(PASSAGE)
========================================
3. Models of social dynamics
What follows are some half-baked, ad-hoc models of what makes for a good research group, or a good collaborative enterprise in general. You should consider all of the following to be true in spirit but false in detail, and should try to derive your own value rather than treating these as actual suggestions to follow.
3A. Transmitters and receivers
We’ve found in our own research that conversations tend to go better when they are primarily between two people. This is not to say that you shouldn’t have three or more people involved in the conversation, but in any given five-minute span of time, there should mostly be just two people talking—one who is currently trying to convey something, and another who is trying to understand (and whose understanding the first is specifically optimizing for; discussing a topic at a level such that four or five different people can all follow everything is usually worse on net).
Call these two roles the “transmitter” and the “receiver.” Things you might transmit:
A specific question or confusion
A model or chain of reasoning
A piece of relevant background information that needs to be deeply understood in order for the conversation to proceed
Things the receiver might do:
Mirror back to the transmitter what the transmitter just said, in different words. This lets the transmitter check where the transmission has succeeded or failed.
========================================
(ENTRIES)
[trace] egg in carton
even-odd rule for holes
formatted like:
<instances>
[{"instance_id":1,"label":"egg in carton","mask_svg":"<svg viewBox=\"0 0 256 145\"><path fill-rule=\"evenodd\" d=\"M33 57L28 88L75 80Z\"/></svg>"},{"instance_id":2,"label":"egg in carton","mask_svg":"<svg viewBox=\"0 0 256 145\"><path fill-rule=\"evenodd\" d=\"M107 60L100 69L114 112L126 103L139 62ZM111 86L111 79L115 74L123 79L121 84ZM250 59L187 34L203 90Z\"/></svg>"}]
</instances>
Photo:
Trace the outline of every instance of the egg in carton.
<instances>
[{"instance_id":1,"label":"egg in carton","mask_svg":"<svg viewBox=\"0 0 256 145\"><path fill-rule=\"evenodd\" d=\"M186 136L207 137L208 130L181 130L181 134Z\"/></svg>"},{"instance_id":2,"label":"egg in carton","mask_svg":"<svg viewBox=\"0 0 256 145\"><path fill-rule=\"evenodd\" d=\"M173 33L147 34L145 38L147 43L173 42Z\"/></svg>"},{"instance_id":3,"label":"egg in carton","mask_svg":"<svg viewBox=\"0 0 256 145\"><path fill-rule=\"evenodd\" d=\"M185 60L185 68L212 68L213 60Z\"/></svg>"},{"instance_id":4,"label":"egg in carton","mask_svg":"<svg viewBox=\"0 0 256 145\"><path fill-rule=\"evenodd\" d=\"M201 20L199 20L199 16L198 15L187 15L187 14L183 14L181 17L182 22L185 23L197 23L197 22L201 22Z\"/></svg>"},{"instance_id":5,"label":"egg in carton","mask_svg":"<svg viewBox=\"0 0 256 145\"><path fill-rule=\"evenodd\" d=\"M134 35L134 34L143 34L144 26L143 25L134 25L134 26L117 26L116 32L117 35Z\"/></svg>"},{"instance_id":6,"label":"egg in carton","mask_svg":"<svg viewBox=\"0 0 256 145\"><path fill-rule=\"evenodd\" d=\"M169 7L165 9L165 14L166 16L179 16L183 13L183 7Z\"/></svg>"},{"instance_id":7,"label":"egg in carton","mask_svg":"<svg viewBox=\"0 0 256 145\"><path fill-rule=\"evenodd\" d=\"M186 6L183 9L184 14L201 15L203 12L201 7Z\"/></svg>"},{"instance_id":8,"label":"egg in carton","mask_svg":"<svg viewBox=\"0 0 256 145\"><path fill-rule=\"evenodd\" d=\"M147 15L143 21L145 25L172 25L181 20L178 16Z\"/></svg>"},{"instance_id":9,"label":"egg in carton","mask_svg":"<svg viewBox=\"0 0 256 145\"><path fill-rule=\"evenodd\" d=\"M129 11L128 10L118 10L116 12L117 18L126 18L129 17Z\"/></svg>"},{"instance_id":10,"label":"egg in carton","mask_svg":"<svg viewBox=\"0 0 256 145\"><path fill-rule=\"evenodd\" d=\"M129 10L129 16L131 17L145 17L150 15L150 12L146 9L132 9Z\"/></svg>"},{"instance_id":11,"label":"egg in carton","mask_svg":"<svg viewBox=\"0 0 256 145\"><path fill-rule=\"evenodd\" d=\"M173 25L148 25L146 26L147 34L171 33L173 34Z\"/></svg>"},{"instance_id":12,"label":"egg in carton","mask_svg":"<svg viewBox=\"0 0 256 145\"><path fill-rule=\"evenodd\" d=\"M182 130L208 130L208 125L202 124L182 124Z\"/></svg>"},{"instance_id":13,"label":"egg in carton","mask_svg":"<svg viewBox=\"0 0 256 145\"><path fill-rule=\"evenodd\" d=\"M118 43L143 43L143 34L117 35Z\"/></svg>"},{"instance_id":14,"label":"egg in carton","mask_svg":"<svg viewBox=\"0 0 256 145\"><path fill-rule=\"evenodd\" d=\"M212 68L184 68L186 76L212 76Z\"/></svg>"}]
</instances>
========================================
(INSTRUCTIONS)
[A] List each thing the passage on research conversations names as something a transmitter might transmit.
[B] Resume the piece on research group dynamics right after its last sentence, adding more things the receiver might do.
You can do this work without the entries.

(TASK RESPONSES)
[A]
- A specific question or confusion
- A model or chain of reasoning
- A piece of relevant background information that needs to be deeply understood in order for the conversation to proceed

[B]
Take notes on a whiteboard, or attempt to draw diagrams, and have the transmitter verify or correct them. Do this as formally as you can. Try to write down statements in logic and turn informal arguments into proofs. Type theory is good for this kind of receiving; just writing down precise data types corresponding to what’s being discussed can be very helpful.
Resist the impulse to round off what the transmitter is saying to something you already understand. A good way to guard against this: attempt to find at least two interpretations, and ask questions which differentiate between them.
Hold tight to the assumption that the thing the transmitter is trying to convey is interesting. Avoid “critic” mode that will tend to make it harder for the transmitter to think and express freely. Even if there is a fatal flaw in what the transmitter is explicitly saying, your job is to help them dig up the spark of intuition which made them go down that path, so that they can turn it into a useful idea if possible.
Stay closely in touch with confusion, and speak up where things don’t seem to make sense. Ask clarifying questions. Your job as receiver isn’t to just nod along or make the transmitter feel understood. Be gentle when necessary to help the transmitter get in touch with what they’re trying to convey; but once they’re in touch, your job is to really get it out of them, in detail!
If the transmitter’s idea seems quite clear, the receiver can start red-teaming it, which means looking for attacks to make the approach fail. Being the critic when an idea isn’t properly out yet blocks things up, but once there’s a firm proposal which seems to make sense, it’s open season.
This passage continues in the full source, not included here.